■ **Alıntı Metin**
..........
Bu Blogda Ara

14 Mayıs 2008 Çarşamba

PİLOTLARDA YETERLİLİK NEDİR ??

Yapılamayan bir harekatın maliyeti oluşabilecek kazanın maliyetinden çok çok küçük olduğu tüm sorumlu şirket idarecileri tarafından bilinmelidir.

Pilotun görevi reddetmesi oluşabilecek zararı önleyeceği gibi şirketin ve pilotun saygınlığını da arttıracaktır. Şartlar uygun olmadığı halde görevi kabul eden, mesaisi bittiği halde göreve devam eden pilotlar kendilerine veya şirkete iyilik yapmış olarak değerlendirilemez ve ödüllendirilemezler; bu havacılık kurallarının ihlalidir ve Sivil havacılık tarafından tesbit edilmesi halinde de pilot ve şirket cezalandırılır. Böyle bir olayın basına yansıması sonucunda oluşabilecek yolcu güvensizliğinin vereceği maddi kaybın bilançolara yansıyacağı da çok açıktır.

Pilotun teknik yeterliliğinin desteklendiği en önemli birimler ”Performans ve Dispeç Ofisleridir”. Gidilecek meydanın harekata uygun olup olmadığı, pist uzunluğunun % 60'nın uçağın iniş ağırlığına uygunluğunu ve pas geçme esnasında approach climb ve go-around gradient'lerinin daha önceden bilinmesi performans birimleri tarafından hazırlanmış ve dispeç tarafından kontrol edilmiş olunması, pilota görev vermeden önce yapılmış olunmalıdır. Pilotun teknik yeterliliğinin yanısıra, performans ve dispeç ofislerinin de bu yeterliliği şirket yeterliliği olarak yerine getirmesi gerekmektedir. Bir pilot astronot dahi olsa, limit dışı olan bir meydana yapacağı harekatın bir kaza veya kırımla sonuçlanacağını şirket idarecileri, DHMI, Sivil Havacılık ve Ulaştırma Bakanlığı bilmek zorundadırlar. Pilot yerterliliği şirket yeterliliği ile örtüşmelidir. Pilotlar harekat yapacağı hava sahasını çok iyi bilirler. Bu hava sahası bir RVSM, okyanus geçişi, Afrika kıtası geçişi veya eski doğu bloku ülkelerinin hava sahası olabilir.

Her hava sahası için farklı iletişim yöntemleri, farklı altimetre ayarları ve farklı havacılık kuralları geçerlidir. Avrupa’ya, Amerika’ya veya eski Doğu Bloku ülkelerine yapılan harekatların hepsi biribirinden farklı usüller ve kurallar içermektedir. Özellikle Kıbrıs hava sahasını geçerken bir milli hava yolu olan THY, standard bir konuşma davranış sergileyebilmelidir. KKTC’ni yok sayan Rum zihniyetine KKTC’yi var sayan bir yaklaşım sergilemek bizim bir vatani görevimizdir. Rum ATC KKTC inkar ederek her ne zaman bize Ankara ile temas ediniz derse, biz de “Ercan 126.7 ile temas ediyorum” diyerek KKTC’ye her zaman sahip çıktığımızı ispat etmeliyiz. Ayrıca Kıbrıs hava sahasının neresinde olursak olalım, Ercan ile temas kuralım ve Rum ATC’ye “her iki frekansı da dinliyoruz” demeliyiz. Ben bunun bizim bir milli görevimiz olduğuna inanıyorum. Diğer özel şirket pilotlarımızı da bu vatani göreve buradan davet ediyorum. Sivil havacılığın da bu konuya bir Jepessen bülteni yayınlıyarak yaklaşması milli onurumuz açısından büyük önem arz etmektedir.
..........
■ **Görev 1**
Pilot yeterliliği yazısına göre pilotun teknik yeterliliğinin desteklendiği en önemli birimler hangileridir?

(Veri satırları)
..........
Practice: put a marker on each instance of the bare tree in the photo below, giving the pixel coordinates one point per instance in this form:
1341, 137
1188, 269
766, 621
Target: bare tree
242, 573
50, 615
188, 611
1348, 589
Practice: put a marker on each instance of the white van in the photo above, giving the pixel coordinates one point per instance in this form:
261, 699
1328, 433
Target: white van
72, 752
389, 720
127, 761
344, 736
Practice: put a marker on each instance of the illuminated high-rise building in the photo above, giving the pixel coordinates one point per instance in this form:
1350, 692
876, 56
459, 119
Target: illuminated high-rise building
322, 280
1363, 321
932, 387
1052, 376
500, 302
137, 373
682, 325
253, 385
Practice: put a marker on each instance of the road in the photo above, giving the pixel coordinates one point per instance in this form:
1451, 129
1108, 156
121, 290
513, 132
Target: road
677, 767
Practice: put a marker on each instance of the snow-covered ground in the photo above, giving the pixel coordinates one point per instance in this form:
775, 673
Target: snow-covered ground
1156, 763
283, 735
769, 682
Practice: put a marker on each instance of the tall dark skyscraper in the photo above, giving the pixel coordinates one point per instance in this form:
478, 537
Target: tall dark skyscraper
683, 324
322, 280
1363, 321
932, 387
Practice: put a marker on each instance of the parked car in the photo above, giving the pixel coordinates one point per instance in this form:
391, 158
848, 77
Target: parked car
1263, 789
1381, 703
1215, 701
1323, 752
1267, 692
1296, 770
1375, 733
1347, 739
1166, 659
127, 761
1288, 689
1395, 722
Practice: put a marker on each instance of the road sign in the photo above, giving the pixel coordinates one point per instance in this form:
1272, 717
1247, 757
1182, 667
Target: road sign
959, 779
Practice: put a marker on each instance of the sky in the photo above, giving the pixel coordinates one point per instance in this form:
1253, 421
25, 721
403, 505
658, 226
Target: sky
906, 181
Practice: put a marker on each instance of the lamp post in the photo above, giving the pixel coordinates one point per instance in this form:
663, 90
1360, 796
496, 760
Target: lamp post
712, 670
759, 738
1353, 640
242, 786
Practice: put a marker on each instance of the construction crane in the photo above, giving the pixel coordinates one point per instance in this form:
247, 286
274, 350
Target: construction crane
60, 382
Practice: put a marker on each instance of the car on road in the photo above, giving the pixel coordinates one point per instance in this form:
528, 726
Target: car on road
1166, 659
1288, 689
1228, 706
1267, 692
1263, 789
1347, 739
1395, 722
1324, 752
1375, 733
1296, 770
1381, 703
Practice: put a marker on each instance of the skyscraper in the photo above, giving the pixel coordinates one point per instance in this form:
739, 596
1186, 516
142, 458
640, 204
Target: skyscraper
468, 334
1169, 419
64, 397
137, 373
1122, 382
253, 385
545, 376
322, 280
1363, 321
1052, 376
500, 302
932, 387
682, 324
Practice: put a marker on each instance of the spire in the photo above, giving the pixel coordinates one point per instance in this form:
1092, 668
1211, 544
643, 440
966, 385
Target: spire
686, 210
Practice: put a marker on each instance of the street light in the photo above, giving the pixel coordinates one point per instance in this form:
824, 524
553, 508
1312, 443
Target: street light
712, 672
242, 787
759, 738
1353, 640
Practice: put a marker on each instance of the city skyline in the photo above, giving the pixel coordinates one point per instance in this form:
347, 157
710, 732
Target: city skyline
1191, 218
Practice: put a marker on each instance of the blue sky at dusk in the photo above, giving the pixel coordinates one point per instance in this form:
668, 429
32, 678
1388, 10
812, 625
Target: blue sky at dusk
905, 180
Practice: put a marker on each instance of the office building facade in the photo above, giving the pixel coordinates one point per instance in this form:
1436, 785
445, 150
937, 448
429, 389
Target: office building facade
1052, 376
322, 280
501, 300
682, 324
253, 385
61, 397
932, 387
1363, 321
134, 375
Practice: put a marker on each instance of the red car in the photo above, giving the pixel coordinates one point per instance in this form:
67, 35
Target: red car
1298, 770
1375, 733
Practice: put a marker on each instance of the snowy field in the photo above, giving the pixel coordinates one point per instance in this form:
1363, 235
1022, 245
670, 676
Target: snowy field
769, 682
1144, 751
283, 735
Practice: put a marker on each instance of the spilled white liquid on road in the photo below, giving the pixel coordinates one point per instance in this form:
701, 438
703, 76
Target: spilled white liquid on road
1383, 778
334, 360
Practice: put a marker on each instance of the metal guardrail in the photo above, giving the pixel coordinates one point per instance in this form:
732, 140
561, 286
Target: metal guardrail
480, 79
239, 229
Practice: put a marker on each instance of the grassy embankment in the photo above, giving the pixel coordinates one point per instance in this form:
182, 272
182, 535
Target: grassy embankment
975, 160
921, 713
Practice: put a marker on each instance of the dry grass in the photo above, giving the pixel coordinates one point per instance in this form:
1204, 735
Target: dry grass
..........
■ **Görev 2**
Kayıtlardan "lamp" kelimesini içeren her satırı ayıklayıp kopyalayın. Büyük/küçük harf ayrımı dikkate alınmalıdır.

■ **Doğru Yanıt 1**
Performans ve Dispeç Ofisleri.

■ **Doğru Yanıt 2**
Practice: put a marker on each instance of the lamp post in the photo above, giving the pixel coordinates one point per instance in this form:
Target: lamp post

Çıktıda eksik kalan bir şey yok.